§ **Exercise details**
Pick out every line in the listing below that contains the word "green", and copy each one unchanged. Treat uppercase and lowercase as different.

§ **Information supplied**
┌──
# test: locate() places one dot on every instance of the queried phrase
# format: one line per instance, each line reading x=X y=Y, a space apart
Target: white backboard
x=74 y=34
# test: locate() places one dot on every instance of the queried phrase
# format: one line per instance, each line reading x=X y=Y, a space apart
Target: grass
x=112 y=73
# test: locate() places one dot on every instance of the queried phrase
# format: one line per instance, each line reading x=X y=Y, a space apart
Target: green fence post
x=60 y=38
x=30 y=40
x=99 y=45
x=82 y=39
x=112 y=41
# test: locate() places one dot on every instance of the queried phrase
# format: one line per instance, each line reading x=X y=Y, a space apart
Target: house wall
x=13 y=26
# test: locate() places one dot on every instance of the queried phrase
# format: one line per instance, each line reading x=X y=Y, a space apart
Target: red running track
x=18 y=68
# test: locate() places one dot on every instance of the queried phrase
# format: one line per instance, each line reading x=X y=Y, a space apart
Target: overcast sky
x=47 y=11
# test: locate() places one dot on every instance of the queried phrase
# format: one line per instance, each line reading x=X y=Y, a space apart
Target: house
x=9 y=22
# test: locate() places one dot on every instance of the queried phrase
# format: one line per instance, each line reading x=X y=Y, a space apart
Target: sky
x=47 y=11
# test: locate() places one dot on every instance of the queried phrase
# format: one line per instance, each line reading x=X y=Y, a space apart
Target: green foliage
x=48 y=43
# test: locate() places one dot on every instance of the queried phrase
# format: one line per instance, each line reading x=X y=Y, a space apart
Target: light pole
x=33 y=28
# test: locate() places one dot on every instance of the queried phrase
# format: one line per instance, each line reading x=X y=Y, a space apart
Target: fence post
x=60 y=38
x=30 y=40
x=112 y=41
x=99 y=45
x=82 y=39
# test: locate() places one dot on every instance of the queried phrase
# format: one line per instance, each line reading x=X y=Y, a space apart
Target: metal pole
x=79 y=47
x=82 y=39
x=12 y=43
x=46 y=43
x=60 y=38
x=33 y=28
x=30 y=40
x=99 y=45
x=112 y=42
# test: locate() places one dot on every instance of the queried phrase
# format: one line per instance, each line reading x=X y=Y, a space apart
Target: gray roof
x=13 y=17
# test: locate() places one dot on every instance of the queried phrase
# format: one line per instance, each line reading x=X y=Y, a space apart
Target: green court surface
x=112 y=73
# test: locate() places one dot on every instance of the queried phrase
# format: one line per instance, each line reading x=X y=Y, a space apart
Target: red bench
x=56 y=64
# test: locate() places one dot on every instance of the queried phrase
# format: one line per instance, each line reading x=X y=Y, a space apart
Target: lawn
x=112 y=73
└──
§ **Answer to this exercise**
Target: green fence post
Target: green foliage
Target: green court surface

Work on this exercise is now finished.